--- START The input ---
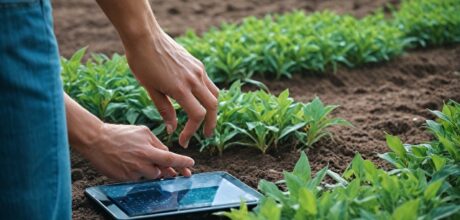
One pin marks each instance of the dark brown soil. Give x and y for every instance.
(392, 97)
(81, 23)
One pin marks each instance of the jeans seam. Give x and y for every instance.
(17, 5)
(55, 122)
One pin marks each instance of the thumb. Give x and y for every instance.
(166, 110)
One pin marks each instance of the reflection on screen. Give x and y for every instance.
(200, 190)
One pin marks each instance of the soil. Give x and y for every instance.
(391, 97)
(81, 23)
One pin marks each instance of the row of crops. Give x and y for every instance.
(425, 180)
(282, 45)
(257, 119)
(423, 184)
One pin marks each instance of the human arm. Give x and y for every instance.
(164, 67)
(122, 152)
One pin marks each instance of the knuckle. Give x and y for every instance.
(213, 106)
(199, 115)
(168, 159)
(145, 129)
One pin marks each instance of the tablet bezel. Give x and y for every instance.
(108, 205)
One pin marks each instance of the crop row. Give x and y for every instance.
(424, 183)
(281, 45)
(106, 87)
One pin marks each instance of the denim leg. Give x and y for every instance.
(34, 154)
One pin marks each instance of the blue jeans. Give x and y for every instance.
(34, 154)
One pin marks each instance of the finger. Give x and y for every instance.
(150, 172)
(209, 102)
(196, 114)
(155, 142)
(185, 171)
(168, 159)
(168, 172)
(212, 87)
(166, 110)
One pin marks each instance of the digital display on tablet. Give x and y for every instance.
(198, 191)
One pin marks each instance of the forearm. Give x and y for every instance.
(134, 20)
(83, 127)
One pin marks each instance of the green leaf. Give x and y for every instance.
(302, 168)
(396, 145)
(270, 210)
(307, 201)
(438, 162)
(432, 189)
(290, 129)
(407, 211)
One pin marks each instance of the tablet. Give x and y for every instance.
(203, 192)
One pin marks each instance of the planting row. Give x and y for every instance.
(281, 45)
(257, 119)
(424, 183)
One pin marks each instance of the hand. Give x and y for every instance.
(128, 152)
(166, 69)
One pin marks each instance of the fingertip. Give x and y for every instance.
(186, 172)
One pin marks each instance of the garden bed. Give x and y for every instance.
(392, 97)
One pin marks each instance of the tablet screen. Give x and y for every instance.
(200, 190)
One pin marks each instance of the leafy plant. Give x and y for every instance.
(261, 120)
(429, 22)
(106, 87)
(424, 184)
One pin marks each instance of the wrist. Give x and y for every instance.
(141, 34)
(84, 129)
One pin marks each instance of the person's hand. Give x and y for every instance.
(129, 152)
(166, 69)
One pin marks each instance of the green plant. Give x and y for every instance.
(315, 115)
(106, 87)
(424, 184)
(429, 22)
(261, 120)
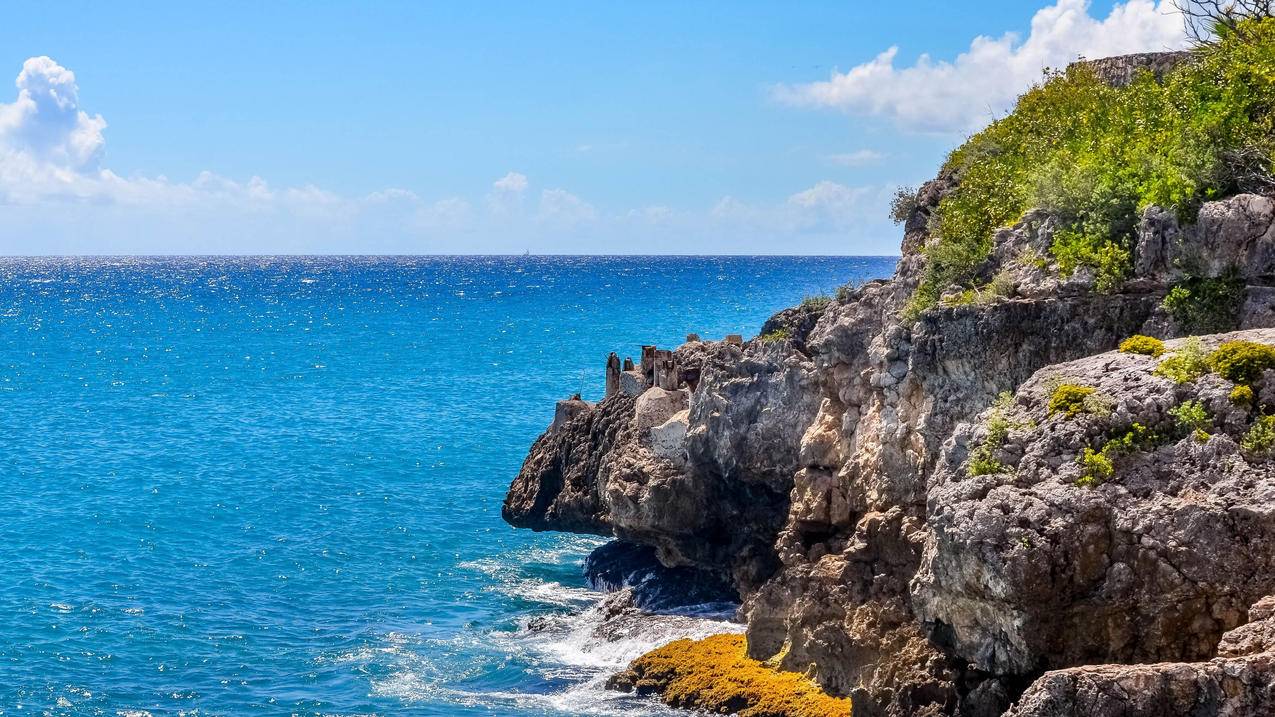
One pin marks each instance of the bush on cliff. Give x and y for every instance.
(1070, 399)
(1242, 361)
(1095, 156)
(1144, 345)
(715, 675)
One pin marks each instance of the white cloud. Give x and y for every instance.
(825, 208)
(46, 124)
(561, 207)
(982, 83)
(58, 197)
(513, 183)
(857, 158)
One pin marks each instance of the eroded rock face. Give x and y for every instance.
(1241, 681)
(619, 565)
(1029, 567)
(703, 476)
(823, 476)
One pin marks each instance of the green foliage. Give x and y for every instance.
(1242, 396)
(1186, 364)
(1095, 156)
(903, 203)
(1136, 438)
(1242, 361)
(1098, 466)
(1204, 305)
(982, 459)
(1260, 440)
(815, 303)
(1070, 399)
(1095, 467)
(1191, 416)
(1145, 345)
(775, 336)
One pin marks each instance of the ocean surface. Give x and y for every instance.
(273, 485)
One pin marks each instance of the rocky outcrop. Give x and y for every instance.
(1121, 70)
(828, 470)
(1241, 680)
(653, 586)
(1111, 533)
(703, 473)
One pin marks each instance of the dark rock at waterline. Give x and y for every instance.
(621, 564)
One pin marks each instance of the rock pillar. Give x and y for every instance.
(612, 374)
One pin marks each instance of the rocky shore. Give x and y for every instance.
(987, 508)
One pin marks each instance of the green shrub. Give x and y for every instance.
(1185, 365)
(815, 303)
(1259, 443)
(1144, 345)
(1242, 396)
(1136, 438)
(1191, 416)
(1070, 398)
(1095, 467)
(982, 459)
(1242, 361)
(1094, 156)
(1204, 305)
(903, 203)
(982, 463)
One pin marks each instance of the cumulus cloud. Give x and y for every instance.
(826, 207)
(56, 195)
(46, 124)
(561, 207)
(857, 158)
(513, 183)
(982, 83)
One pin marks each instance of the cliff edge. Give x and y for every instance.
(910, 512)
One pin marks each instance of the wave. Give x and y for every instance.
(556, 657)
--- END The input ---
Given request – Please rewrite all the records above with every "instance" changed to "occurrence" and nothing else altered, leaving out the pictures.

Solution for this problem –
One pin marks each occurrence of the dark brown soil. Give x and y for every occurrence.
(392, 97)
(81, 23)
One pin marks each occurrence of the jeans seam. Give x and y for every occurrence.
(17, 5)
(55, 122)
One pin marks each occurrence of the thumb. Give x and y for every occurrence.
(166, 110)
One pin marks each occurrence of the reflection on screen. Give x and y for every occurrence.
(200, 190)
One pin marks each occurrence of the soil. Give x and y for every occurrence.
(391, 97)
(81, 23)
One pin marks each occurrence of the row of crops. Give x and y for every occurrence.
(425, 180)
(282, 45)
(257, 119)
(423, 184)
One pin marks each occurrence of the human arm. Give x and y for every occurrence.
(164, 67)
(122, 152)
One pin marks each occurrence of the knuckle. Give x and y for every occurrence.
(213, 106)
(199, 115)
(168, 159)
(145, 129)
One pin marks each occurrence of the tablet bezel. Give x and y for every occurrence.
(108, 205)
One pin marks each occurrence of the crop row. Give x and y for every occurrence.
(424, 183)
(281, 45)
(106, 87)
One pin marks each occurrence of the denim leg. Give x and y for every occurrence.
(34, 154)
One pin marks each occurrence of the blue jeans. Give x and y for every occurrence.
(34, 154)
One pin marks each occurrence of the finger. Give x and y for every occurrence.
(150, 172)
(209, 102)
(196, 114)
(155, 142)
(185, 171)
(168, 159)
(168, 172)
(212, 87)
(166, 110)
One pin marks each occurrence of the digital display on tablet. Give x and y for every occurrence.
(198, 191)
One pin marks each occurrence of the forearm. Give x and y for every occurrence.
(134, 20)
(83, 127)
One pin marks each occurrence of the green leaf. Give x and y for every occurrence.
(302, 168)
(396, 145)
(270, 210)
(307, 201)
(438, 162)
(432, 189)
(290, 129)
(407, 211)
One pin marks each occurrence of the tablet. Give x and y for every occurrence.
(203, 192)
One pin marks each occurrence of the planting row. Give x and y for every occurrence.
(281, 45)
(257, 119)
(424, 183)
One pin marks each occurrence of the hand. Give x and y for every occurrence.
(128, 152)
(166, 69)
One pin marks each occurrence of the fingertip. Give x and y for every occurrence.
(186, 172)
One pin marks each occurrence of the garden bed. Give x and y for every occurrence.
(392, 97)
One pin marks each occurrence of the tablet screen. Give x and y for every occurrence.
(200, 190)
One pin marks each occurrence of the leafy plant. Give x and y for every occurrence.
(261, 120)
(429, 22)
(106, 87)
(424, 184)
One pin marks each occurrence of the wrist. Give x and y for every occurrence.
(141, 34)
(84, 129)
One pin marks each occurrence of the person's hand. Give x and y for every occurrence.
(129, 152)
(166, 69)
One pin marks each occurrence of the green plant. Give x and y for every occurrence.
(315, 115)
(106, 87)
(424, 184)
(429, 22)
(261, 120)
One pin marks each occurrence of the bush on cliff. Give x and y for every occurrence.
(1070, 399)
(1242, 361)
(1095, 156)
(1144, 345)
(715, 675)
One pin marks each occurrence of the white cloud. Give x and y for every occurrence.
(825, 208)
(46, 124)
(561, 207)
(982, 83)
(58, 197)
(513, 183)
(857, 158)
One pin marks each occurrence of the eroded rock face. Give x and y for every occurrence.
(1241, 681)
(619, 565)
(1029, 567)
(703, 476)
(823, 476)
One pin marks each occurrence of the green foliage. Give x and y for every occurrence.
(1242, 396)
(1186, 364)
(1095, 156)
(903, 203)
(1136, 438)
(1242, 361)
(1098, 466)
(1204, 305)
(982, 459)
(1260, 440)
(815, 303)
(1070, 399)
(1095, 467)
(1191, 416)
(1145, 345)
(775, 336)
One pin marks each occurrence of the ocean surface. Give x and y for every occurrence.
(273, 485)
One pin marks each occurrence of the rocky outcrop. Give x and y for every occurrence.
(1121, 70)
(828, 470)
(1241, 680)
(653, 586)
(1111, 533)
(703, 473)
One pin marks each occurrence of the dark rock at waterline. Give x and y for every occurrence.
(621, 564)
One pin marks each occurrence of the rock pillar. Give x and y for every occurrence.
(612, 374)
One pin marks each occurrence of the rocky shore. Give x and y for every occurrence.
(987, 508)
One pin marks each occurrence of the green shrub. Give x and y for every occurrence.
(1185, 365)
(815, 303)
(1259, 443)
(1144, 345)
(1242, 396)
(1136, 438)
(1191, 416)
(1070, 398)
(1095, 467)
(982, 459)
(1242, 361)
(1094, 156)
(1204, 305)
(903, 203)
(982, 463)
One pin marks each occurrence of the cumulus cloud. Give x and y for every occurrence.
(826, 207)
(56, 195)
(46, 124)
(561, 207)
(857, 158)
(513, 183)
(982, 83)
One pin marks each occurrence of the cliff edge. Give x and y for every occurrence.
(910, 512)
One pin marks each occurrence of the wave. Give x and y for every occurrence.
(556, 657)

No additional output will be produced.